*Task prompt*.
Show every line in the records below that contains the word "coffee", copying each one as it appears. Only matches in the same letter case count.

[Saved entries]
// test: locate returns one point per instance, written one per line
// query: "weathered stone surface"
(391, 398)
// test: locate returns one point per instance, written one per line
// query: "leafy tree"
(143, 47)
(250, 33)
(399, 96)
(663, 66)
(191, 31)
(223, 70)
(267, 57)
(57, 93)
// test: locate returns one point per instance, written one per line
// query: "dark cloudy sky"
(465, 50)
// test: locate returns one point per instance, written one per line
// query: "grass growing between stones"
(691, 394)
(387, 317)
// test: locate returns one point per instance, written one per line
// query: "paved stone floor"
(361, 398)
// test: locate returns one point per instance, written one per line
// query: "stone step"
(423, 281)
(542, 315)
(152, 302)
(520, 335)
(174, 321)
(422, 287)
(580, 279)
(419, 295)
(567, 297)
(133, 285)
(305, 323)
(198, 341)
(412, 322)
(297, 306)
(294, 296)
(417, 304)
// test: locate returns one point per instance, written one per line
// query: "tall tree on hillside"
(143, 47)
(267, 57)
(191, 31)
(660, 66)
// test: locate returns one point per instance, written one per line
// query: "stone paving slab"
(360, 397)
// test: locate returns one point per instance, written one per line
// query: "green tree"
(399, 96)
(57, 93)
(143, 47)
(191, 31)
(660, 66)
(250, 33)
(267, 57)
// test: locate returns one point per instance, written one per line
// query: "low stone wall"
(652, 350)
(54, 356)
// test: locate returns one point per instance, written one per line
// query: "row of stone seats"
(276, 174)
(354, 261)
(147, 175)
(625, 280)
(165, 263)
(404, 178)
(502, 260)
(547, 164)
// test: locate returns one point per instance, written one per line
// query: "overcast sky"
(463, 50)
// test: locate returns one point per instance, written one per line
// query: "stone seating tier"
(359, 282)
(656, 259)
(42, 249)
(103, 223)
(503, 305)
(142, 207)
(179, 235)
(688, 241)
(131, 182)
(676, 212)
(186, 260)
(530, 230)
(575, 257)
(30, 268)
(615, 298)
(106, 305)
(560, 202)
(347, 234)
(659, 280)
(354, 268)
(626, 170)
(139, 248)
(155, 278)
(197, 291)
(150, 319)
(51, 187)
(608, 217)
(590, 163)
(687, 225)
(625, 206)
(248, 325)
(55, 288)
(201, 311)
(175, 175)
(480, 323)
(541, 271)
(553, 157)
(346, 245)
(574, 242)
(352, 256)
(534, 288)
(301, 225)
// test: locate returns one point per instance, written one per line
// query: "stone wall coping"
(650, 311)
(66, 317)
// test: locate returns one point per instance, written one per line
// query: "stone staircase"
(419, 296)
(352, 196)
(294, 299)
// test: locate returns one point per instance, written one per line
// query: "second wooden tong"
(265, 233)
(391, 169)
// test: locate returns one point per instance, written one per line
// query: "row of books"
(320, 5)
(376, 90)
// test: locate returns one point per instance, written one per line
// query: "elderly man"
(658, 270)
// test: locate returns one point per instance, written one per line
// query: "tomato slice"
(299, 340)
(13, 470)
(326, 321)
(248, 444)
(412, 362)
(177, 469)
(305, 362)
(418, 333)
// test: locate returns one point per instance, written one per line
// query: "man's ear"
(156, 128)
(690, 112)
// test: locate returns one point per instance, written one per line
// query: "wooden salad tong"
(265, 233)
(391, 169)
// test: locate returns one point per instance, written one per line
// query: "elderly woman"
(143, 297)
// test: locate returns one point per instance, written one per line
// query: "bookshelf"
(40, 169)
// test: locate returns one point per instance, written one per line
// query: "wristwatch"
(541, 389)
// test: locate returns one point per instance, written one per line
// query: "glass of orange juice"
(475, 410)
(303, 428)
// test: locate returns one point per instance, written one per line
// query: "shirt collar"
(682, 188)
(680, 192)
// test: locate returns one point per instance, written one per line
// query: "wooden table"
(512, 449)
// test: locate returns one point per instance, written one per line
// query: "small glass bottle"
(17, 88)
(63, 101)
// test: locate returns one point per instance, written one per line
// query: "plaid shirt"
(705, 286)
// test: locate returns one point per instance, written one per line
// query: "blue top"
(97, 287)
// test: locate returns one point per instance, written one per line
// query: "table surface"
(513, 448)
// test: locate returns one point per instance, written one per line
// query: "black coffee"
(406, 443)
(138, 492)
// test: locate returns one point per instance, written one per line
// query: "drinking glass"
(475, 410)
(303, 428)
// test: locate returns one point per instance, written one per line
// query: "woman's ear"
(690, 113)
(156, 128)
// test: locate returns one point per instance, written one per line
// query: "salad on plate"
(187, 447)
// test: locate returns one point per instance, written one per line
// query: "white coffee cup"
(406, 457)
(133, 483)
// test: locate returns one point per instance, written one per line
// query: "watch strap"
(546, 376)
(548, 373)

*Worked solution*.
// query: "black coffee"
// query: "white coffee cup"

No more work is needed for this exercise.